EXERCISE DETAILS
Transcribe exactly each line of the entries, from the opening line to the line with "of the balcony", with both of those lines included.

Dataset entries
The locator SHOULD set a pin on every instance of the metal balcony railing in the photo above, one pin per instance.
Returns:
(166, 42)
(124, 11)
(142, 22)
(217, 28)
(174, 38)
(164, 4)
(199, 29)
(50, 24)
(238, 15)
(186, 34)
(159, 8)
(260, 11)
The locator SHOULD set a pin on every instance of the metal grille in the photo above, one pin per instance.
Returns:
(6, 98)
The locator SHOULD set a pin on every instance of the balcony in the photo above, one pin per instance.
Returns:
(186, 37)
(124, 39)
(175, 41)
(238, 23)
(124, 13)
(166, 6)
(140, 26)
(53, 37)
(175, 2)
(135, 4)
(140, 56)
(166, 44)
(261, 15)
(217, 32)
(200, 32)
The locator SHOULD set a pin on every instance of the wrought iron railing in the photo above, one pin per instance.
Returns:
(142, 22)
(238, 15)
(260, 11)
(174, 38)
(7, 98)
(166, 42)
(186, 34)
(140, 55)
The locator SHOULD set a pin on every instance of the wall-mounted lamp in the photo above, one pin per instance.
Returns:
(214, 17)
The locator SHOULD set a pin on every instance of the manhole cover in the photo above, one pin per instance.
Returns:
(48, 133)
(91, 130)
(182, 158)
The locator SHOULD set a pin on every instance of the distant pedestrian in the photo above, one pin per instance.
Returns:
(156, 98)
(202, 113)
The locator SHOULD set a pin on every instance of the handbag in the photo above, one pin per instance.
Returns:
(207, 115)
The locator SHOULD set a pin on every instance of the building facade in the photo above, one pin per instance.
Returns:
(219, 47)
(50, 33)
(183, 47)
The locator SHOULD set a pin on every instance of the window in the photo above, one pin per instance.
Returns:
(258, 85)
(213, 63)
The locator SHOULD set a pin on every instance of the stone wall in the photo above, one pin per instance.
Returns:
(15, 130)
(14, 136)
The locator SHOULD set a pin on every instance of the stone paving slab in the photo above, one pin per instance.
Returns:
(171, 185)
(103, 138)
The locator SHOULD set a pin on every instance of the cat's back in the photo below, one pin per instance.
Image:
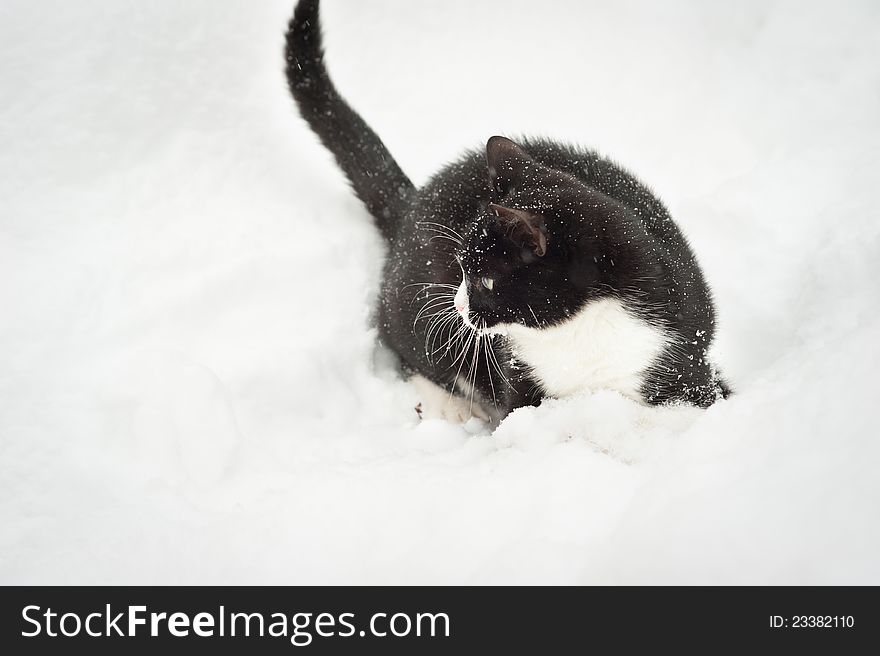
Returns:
(460, 190)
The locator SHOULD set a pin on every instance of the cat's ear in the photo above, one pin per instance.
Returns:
(524, 228)
(505, 160)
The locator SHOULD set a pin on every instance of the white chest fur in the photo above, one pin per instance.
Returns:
(601, 347)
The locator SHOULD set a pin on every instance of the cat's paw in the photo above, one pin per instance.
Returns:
(437, 403)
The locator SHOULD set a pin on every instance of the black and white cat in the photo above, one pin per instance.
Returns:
(532, 269)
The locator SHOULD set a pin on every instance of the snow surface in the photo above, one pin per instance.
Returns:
(190, 387)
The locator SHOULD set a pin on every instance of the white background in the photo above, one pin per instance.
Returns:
(189, 387)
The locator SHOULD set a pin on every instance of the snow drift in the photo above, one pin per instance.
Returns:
(191, 391)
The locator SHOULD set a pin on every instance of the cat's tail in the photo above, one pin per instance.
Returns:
(375, 176)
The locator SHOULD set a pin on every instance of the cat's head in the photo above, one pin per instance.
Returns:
(533, 256)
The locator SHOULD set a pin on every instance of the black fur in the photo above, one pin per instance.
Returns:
(553, 226)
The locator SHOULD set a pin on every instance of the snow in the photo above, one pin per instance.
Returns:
(191, 388)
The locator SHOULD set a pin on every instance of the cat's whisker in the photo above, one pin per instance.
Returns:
(489, 368)
(431, 304)
(439, 227)
(491, 351)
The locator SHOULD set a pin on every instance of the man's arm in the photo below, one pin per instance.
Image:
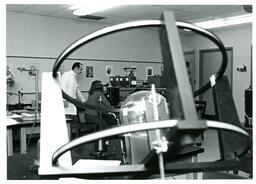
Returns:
(80, 95)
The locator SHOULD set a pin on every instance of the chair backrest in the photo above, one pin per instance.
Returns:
(70, 109)
(81, 116)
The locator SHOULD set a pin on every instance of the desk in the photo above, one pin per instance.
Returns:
(26, 128)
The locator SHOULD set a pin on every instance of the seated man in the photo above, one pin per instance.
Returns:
(96, 97)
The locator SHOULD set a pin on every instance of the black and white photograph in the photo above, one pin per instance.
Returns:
(79, 102)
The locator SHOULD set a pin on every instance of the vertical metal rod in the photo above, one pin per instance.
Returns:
(158, 134)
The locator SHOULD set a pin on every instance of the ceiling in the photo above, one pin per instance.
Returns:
(126, 13)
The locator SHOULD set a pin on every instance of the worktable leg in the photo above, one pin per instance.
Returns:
(9, 142)
(23, 144)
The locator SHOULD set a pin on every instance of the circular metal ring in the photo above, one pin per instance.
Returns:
(143, 127)
(130, 25)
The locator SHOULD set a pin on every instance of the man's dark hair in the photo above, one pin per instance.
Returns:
(76, 64)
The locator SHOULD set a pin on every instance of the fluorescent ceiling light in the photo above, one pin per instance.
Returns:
(223, 22)
(83, 9)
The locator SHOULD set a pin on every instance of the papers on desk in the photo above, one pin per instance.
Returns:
(14, 116)
(91, 162)
(11, 122)
(28, 116)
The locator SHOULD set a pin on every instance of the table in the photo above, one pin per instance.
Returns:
(26, 128)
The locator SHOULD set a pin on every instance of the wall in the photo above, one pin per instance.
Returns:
(37, 40)
(240, 39)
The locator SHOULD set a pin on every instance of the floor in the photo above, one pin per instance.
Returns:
(22, 167)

OUTPUT BELOW
The locator SHOULD set a pin on every instance of the metal balcony railing in the photo above, one pin per instance.
Returns:
(166, 42)
(124, 11)
(142, 22)
(217, 28)
(174, 38)
(164, 4)
(199, 29)
(50, 24)
(238, 15)
(186, 34)
(159, 8)
(260, 11)
The locator SHOULD set a pin on every instance of the metal grille in the photo above, one pin per instance.
Returns:
(6, 98)
The locator SHOULD set a pin on every instance of the balcony in the photo above, one pin per instance.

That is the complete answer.